= GIVEN EXERCISE =
Present all of the data below as a JSON list of strings, with one string for each line and blank lines omitted.

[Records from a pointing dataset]
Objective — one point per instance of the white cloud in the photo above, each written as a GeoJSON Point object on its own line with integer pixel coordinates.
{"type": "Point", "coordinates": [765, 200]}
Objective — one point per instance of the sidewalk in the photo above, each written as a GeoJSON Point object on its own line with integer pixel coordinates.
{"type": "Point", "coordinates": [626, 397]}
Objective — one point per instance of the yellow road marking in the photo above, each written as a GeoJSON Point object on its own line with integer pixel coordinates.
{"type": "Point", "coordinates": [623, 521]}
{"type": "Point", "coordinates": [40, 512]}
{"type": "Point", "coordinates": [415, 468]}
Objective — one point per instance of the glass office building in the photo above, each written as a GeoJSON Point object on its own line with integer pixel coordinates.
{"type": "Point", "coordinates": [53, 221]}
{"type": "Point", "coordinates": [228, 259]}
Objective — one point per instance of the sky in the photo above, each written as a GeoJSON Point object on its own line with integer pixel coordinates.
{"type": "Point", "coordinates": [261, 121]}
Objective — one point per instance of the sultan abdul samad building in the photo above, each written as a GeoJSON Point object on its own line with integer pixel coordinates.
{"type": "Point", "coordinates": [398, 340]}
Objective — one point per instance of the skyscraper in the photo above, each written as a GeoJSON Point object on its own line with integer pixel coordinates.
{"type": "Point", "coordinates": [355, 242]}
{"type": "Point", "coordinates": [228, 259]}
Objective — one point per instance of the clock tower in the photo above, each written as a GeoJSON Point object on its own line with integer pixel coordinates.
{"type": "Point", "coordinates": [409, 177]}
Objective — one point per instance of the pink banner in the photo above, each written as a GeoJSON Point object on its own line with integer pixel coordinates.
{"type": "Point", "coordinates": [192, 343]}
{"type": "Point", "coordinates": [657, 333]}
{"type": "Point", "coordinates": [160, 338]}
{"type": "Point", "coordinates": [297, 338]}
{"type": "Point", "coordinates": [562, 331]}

= EXPECTED OUTPUT =
[
  "Objective — one point per instance of the white cloud in the photo above, each written as a GeoJSON Point object on its own line with integer pixel coordinates.",
  "{\"type\": \"Point\", \"coordinates\": [765, 200]}",
  "Objective — one point per instance of the sidewalk in the photo above, each written as a GeoJSON Point object on its own line with integer pixel coordinates.",
  "{\"type\": \"Point\", \"coordinates\": [626, 397]}",
  "Objective — one point per instance of the yellow road marking in the photo above, each written as a GeoJSON Point object on its own line with integer pixel coordinates.",
  "{\"type\": \"Point\", \"coordinates\": [623, 521]}",
  "{\"type\": \"Point\", \"coordinates\": [40, 512]}",
  "{\"type\": \"Point\", \"coordinates\": [415, 468]}",
  "Objective — one point per instance of the glass office building in the photo above, each written as a GeoJSON Point object on its own line with integer pixel coordinates.",
  "{\"type\": \"Point\", \"coordinates\": [53, 221]}",
  "{\"type\": \"Point\", \"coordinates\": [228, 259]}",
  "Objective — one point per instance of the sky in the photo above, each written as a GeoJSON Point object on its own line with integer pixel coordinates.",
  "{\"type\": \"Point\", \"coordinates\": [261, 121]}",
  "Objective — one point per instance of the sultan abdul samad building in the photo above, each written as a GeoJSON Point object on its own line with integer pixel coordinates.",
  "{\"type\": \"Point\", \"coordinates\": [398, 340]}",
  "Objective — one point per instance of the skyscraper in the photo above, each written as a GeoJSON Point object on its own line with integer pixel coordinates.",
  "{\"type\": \"Point\", \"coordinates\": [355, 242]}",
  "{\"type\": \"Point\", \"coordinates\": [228, 259]}",
  "Objective — one point per instance of the clock tower in the photo above, each written as a GeoJSON Point object on its own line with integer pixel coordinates.",
  "{\"type\": \"Point\", \"coordinates\": [409, 177]}",
  "Objective — one point per instance of the pink banner in the photo above, each written as a GeoJSON Point object on its own line with integer pixel coordinates.",
  "{\"type\": \"Point\", \"coordinates\": [192, 343]}",
  "{\"type\": \"Point\", \"coordinates\": [657, 333]}",
  "{\"type\": \"Point\", \"coordinates\": [160, 338]}",
  "{\"type\": \"Point\", \"coordinates\": [297, 338]}",
  "{\"type\": \"Point\", \"coordinates\": [562, 331]}"
]